EXERCISE REQUIREMENTS: Set down exactly, with nothing added, the lines from the one containing "locate the raised hand in the photo above" through the end of the entries.

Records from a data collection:
- - - - - - -

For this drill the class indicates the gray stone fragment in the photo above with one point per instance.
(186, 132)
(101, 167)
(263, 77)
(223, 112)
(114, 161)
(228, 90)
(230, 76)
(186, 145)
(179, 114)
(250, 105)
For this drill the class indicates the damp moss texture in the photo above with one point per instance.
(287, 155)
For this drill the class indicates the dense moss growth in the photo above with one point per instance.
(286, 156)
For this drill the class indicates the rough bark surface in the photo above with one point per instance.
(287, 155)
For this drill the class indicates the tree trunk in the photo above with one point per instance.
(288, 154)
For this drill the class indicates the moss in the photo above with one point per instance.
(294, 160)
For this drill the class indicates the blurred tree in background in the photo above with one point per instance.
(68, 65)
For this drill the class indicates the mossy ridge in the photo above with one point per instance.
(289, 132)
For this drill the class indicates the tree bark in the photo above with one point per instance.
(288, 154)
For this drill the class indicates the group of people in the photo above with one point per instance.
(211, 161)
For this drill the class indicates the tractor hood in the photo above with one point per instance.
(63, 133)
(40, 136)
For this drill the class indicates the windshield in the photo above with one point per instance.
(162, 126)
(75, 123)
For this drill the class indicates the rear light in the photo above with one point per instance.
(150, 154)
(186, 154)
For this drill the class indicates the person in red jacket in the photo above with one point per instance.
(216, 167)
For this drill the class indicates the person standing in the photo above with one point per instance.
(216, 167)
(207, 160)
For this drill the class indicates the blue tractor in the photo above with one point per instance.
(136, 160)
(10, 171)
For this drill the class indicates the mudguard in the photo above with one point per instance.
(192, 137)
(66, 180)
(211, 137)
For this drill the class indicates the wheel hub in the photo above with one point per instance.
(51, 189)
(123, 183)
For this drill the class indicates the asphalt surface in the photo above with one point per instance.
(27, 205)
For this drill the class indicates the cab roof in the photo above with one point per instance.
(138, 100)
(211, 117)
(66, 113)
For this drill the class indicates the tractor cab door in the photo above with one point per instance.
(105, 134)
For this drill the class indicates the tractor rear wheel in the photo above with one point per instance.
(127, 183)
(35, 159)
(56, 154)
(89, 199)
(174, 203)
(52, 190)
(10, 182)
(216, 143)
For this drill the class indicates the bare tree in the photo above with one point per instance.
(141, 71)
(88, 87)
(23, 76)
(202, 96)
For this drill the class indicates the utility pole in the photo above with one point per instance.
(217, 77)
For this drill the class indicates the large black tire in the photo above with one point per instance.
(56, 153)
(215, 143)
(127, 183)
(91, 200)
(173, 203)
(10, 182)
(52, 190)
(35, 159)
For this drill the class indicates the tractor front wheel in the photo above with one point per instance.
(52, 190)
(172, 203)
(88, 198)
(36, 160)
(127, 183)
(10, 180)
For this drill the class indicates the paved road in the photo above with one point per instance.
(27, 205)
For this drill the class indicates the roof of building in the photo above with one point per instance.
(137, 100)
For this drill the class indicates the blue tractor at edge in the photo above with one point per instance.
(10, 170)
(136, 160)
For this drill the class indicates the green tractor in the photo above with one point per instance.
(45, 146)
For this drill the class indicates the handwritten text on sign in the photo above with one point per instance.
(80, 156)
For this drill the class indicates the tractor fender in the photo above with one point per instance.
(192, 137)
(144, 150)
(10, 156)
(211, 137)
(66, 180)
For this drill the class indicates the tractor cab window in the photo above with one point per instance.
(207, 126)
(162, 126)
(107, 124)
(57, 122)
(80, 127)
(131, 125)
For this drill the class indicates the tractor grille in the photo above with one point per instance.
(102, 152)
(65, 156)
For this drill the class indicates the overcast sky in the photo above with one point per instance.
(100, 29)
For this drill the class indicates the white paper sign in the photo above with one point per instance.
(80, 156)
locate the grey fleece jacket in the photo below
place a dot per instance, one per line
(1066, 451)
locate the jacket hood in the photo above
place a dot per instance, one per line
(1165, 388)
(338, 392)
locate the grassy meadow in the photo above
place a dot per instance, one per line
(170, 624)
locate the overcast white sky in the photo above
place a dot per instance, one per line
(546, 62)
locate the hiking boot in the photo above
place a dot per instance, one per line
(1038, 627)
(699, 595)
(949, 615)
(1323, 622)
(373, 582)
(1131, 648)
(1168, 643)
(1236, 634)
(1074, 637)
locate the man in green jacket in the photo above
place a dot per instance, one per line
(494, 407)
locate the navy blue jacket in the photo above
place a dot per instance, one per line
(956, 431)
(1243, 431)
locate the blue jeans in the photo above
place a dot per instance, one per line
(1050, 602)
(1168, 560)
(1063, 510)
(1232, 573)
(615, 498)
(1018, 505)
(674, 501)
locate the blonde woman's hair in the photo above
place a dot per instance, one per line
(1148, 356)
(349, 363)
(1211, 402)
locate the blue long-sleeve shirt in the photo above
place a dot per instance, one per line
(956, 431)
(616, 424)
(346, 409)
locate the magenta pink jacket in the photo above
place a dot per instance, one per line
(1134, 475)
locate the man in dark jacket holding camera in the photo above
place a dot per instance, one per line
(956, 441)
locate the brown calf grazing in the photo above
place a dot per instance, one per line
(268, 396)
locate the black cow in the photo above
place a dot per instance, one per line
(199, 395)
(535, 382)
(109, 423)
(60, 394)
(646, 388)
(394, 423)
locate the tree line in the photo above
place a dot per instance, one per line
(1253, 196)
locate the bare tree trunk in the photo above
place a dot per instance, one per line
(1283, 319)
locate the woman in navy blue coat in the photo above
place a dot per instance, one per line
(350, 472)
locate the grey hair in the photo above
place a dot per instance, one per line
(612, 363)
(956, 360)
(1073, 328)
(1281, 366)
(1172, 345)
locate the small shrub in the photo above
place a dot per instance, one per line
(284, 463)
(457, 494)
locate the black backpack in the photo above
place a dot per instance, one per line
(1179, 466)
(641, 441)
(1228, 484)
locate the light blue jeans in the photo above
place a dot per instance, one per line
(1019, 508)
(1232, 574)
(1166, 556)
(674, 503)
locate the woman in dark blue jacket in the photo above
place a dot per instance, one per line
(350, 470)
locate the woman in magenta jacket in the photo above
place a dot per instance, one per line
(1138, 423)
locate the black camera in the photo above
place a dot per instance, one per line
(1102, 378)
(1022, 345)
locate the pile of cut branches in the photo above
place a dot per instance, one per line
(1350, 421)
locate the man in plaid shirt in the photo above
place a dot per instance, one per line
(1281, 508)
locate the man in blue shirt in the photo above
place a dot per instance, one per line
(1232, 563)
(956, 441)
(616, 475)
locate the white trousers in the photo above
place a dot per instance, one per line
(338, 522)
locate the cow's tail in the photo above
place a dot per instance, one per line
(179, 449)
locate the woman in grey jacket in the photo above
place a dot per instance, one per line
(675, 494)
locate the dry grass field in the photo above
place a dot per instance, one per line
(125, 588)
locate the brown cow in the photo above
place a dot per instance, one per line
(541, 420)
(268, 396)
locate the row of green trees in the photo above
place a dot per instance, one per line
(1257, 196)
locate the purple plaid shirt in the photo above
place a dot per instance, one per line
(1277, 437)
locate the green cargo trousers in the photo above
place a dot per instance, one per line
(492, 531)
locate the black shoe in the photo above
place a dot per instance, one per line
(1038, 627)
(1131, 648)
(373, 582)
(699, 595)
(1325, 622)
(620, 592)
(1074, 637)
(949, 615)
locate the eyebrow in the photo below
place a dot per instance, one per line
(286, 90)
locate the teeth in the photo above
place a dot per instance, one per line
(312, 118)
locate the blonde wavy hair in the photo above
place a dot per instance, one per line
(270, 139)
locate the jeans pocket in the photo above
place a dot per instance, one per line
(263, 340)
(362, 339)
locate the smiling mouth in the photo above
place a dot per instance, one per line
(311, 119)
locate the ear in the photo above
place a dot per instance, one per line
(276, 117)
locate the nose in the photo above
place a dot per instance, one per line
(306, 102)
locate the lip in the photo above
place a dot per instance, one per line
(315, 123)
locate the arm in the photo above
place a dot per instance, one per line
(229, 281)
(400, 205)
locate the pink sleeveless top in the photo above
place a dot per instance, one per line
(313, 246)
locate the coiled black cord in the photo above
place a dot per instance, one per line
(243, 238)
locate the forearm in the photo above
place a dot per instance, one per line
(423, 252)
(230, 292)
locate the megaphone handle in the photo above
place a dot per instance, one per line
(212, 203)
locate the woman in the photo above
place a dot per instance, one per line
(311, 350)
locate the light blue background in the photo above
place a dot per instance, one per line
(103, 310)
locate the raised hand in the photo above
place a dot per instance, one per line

- - - - - - -

YOUR SOLUTION:
locate the raised hand in the photo above
place a dot per instance, one per line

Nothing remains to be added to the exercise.